DIRECTIVE:
Copy all the material that follows, keeping every character the same.

________

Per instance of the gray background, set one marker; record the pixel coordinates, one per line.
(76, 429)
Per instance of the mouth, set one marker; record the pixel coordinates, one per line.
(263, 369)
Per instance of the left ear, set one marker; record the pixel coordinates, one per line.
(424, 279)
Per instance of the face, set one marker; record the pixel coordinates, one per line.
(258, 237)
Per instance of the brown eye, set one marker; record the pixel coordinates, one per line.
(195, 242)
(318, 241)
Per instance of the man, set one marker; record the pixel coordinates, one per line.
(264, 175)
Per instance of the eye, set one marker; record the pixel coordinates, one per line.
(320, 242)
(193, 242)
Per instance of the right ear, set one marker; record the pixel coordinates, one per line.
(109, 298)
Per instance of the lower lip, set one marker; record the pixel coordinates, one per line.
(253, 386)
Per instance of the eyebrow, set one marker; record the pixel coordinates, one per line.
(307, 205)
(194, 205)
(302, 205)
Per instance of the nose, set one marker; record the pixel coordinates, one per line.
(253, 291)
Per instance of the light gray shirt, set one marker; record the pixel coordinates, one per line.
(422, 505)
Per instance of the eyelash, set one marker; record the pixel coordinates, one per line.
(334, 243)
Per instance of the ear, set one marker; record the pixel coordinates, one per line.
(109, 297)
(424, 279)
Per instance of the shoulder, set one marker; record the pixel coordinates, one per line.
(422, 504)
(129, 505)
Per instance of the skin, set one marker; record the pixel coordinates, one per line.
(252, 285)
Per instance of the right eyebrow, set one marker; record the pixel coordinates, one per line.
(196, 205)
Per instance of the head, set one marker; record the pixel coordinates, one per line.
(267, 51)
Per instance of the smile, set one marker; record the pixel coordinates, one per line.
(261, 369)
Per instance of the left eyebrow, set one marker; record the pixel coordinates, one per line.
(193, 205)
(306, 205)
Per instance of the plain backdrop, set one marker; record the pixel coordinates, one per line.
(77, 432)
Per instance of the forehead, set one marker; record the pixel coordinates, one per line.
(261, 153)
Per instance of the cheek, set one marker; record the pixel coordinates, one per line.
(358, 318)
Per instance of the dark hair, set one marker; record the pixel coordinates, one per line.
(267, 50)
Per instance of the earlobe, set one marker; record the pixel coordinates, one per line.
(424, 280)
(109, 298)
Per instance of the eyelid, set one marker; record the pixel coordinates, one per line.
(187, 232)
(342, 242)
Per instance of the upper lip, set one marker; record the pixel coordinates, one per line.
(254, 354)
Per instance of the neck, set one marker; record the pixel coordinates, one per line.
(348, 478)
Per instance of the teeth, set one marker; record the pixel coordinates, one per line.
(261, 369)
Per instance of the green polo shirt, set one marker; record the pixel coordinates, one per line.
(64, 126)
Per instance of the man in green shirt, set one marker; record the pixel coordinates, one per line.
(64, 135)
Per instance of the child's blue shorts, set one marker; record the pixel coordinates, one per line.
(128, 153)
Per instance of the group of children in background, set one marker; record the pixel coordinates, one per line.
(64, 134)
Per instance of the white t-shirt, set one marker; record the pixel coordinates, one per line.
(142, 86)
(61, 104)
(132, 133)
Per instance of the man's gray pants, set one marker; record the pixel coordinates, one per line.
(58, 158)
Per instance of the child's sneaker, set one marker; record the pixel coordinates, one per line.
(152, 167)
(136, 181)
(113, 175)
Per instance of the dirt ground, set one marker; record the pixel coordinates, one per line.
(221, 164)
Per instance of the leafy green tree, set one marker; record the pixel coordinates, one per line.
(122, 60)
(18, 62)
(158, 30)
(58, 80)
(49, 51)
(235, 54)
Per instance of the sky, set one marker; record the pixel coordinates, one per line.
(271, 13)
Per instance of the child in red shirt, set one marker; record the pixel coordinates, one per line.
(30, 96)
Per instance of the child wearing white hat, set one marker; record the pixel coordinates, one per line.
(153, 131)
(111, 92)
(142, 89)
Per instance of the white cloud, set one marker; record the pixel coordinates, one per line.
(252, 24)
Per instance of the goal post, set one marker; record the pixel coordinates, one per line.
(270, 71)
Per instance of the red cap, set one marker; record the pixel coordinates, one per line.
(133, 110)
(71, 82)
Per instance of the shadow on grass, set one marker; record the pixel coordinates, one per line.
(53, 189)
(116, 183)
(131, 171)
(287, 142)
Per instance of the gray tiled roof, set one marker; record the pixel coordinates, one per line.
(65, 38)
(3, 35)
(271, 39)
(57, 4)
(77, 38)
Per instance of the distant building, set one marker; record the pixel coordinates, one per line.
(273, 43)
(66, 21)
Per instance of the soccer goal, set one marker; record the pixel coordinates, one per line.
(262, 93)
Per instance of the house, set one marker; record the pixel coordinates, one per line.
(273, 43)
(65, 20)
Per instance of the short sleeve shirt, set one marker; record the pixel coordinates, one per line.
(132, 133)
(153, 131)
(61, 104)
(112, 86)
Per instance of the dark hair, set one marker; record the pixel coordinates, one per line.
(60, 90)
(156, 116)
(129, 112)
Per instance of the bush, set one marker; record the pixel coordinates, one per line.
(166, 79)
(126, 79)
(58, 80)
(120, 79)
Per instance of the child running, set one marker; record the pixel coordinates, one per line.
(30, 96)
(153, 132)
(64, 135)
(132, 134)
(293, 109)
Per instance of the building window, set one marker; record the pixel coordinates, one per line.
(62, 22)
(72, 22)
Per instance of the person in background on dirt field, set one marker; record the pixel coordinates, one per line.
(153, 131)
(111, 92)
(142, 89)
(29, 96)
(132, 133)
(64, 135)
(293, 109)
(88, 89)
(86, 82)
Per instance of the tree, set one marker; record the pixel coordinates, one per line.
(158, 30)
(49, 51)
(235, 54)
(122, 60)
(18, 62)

________

CORRECT RESPONSE:
Per instance of the gray background, set one marker; record the pixel coordinates, one per line.
(76, 429)
Per instance of the mouth, set one marker; record the pixel coordinates, one per line.
(263, 369)
Per instance of the left ear, set one marker; record the pixel coordinates, one per line.
(424, 279)
Per instance of the face, set one marker; record the pixel coordinates, one per line.
(258, 237)
Per instance of the brown eye, set one marker; record the pixel coordinates, one per line.
(195, 242)
(318, 241)
Per instance of the man, set one marker; record the pixel coordinates, one per line.
(264, 175)
Per instance of the eye, set one marker; record the pixel coordinates, one per line.
(320, 242)
(193, 242)
Per instance of the right ear, set one marker; record the pixel coordinates, one per line.
(109, 298)
Per instance of the lower lip, set one marker; record the pixel coordinates, one per line.
(253, 386)
Per instance of the eyebrow, set one marker; record the pixel coordinates, one per line.
(307, 205)
(194, 205)
(302, 205)
Per instance of the nose, set one marker; record the pixel coordinates, one per line.
(253, 291)
Per instance of the light gray shirt, set one marker; record the pixel coordinates, one per line.
(422, 505)
Per instance of the eyelash, set one marker; record the pixel coordinates, one per line.
(334, 243)
Per instance of the ear, set one marker; record the pixel coordinates, one per line.
(109, 297)
(424, 279)
Per instance of the shoulder, set one marker; record the pixel coordinates, one per line.
(422, 504)
(129, 505)
Per instance of the skin, set one marker; record the pixel coordinates, one per line.
(252, 285)
Per instance of the right eyebrow, set one marker; record the pixel coordinates, one per line.
(196, 205)
Per instance of the head, set one marker; record the pixel coordinates, one per line.
(267, 51)
Per instance of the smile, set one marker; record the pixel coordinates, one per line.
(261, 369)
Per instance of the left eyebrow, set one marker; record the pixel coordinates, one per line.
(193, 205)
(306, 205)
Per instance of the plain backdrop, set one marker; record the pixel coordinates, one per line.
(77, 432)
Per instance of the forehead, set one marker; record the pixel coordinates, one per line.
(261, 153)
Per instance of the cheek, set one marker; record the pixel coordinates, one per line.
(358, 318)
Per instance of the dark hair, set one marker; record the pixel coordinates, one per line.
(267, 50)
Per instance of the earlobe, set one marker; record the pixel coordinates, one per line.
(424, 280)
(109, 298)
Per instance of the eyelid, set one marker; record the pixel coordinates, one per line.
(187, 232)
(342, 242)
Per instance of the upper lip, set one marker; record the pixel coordinates, one per line.
(254, 354)
Per instance of the neck, set one marker; record the pixel coordinates, one per line.
(348, 478)
Per instance of the teeth, set one marker; record the pixel coordinates, one per line.
(261, 369)
Per instance of the green polo shirt, set one marker; record the pixel coordinates, one per line.
(64, 126)
Per instance of the man in green shirt, set one marker; record the pixel coordinates, one per line.
(64, 135)
Per instance of the child's blue shorts, set one marker; record the pixel coordinates, one per line.
(128, 153)
Per instance of the group of children in background, set one marker; record the pixel coordinates, one per line.
(64, 134)
Per instance of the white t-shirt, set one marker; record the pixel coordinates, one per line.
(142, 86)
(61, 104)
(132, 133)
Per instance of the man's gray pants, set one marker; record the pixel coordinates, one per line.
(58, 158)
Per instance of the child's sneaker, set one marker; record the pixel coordinates, one per line.
(152, 167)
(136, 181)
(113, 175)
Per instance of the dirt ground, set one marker; record the pixel coordinates, one per line.
(221, 164)
Per instance of the leafy green tree, set one marker; record the pixel coordinates, one per line.
(122, 60)
(18, 62)
(158, 30)
(58, 80)
(49, 51)
(235, 54)
Per instance of the sky, set one marker; record the pixel coordinates, one per line.
(271, 13)
Per instance of the child in red shirt, set one marker; record the pixel coordinates, one per line.
(30, 96)
Per instance of the child wearing white hat, set one marker; record the pixel coordinates, one per line.
(153, 131)
(111, 92)
(142, 89)
Per instance of the white cloud, set one marker; record the pixel coordinates, one per line.
(252, 24)
Per instance of the goal post, set one marker; record the pixel coordinates, one per line.
(270, 71)
Per instance of the red cap, set one marker; record the pixel coordinates, one per line.
(133, 110)
(71, 82)
Per instance of the shadow on grass, set one marker; record the pixel coordinates, one per line.
(53, 189)
(116, 183)
(131, 171)
(287, 142)
Per instance of the gray tiled roof, set one marker; record the pixel coordinates, one per line.
(65, 38)
(3, 35)
(271, 39)
(57, 4)
(77, 38)
Per instance of the distant building, set one marker; record the pixel coordinates, one per line.
(273, 43)
(66, 21)
Per instance of the soccer goal, set one marker; record the pixel coordinates, one per line.
(262, 93)
Per instance of the house, set one marker; record the pixel coordinates, one per line.
(273, 43)
(65, 20)
Per instance of the short sleeve shirt, set one marker; record the pixel coordinates, one per line.
(132, 133)
(153, 131)
(61, 104)
(112, 86)
Per instance of the dark hair, set one marker; record the pixel coordinates, one per line.
(60, 90)
(156, 116)
(129, 112)
Per instance of the bush, set one marker; record the pixel coordinates, one per line.
(166, 79)
(126, 79)
(58, 80)
(120, 79)
Per instance of the child running, set one marker; record the pixel coordinates, one per line.
(30, 96)
(153, 132)
(64, 135)
(132, 134)
(293, 109)
Per instance of the building window, set one marker; record the pixel coordinates, one per line.
(62, 22)
(72, 22)
Per instance of the person in background on dirt field, set one marker; record the pixel coordinates, one per line.
(153, 131)
(111, 92)
(142, 89)
(29, 96)
(132, 133)
(64, 135)
(293, 109)
(88, 89)
(86, 82)
Per instance of the tree, set one marker; record the pixel coordinates, one per line.
(158, 30)
(49, 51)
(235, 54)
(122, 60)
(18, 62)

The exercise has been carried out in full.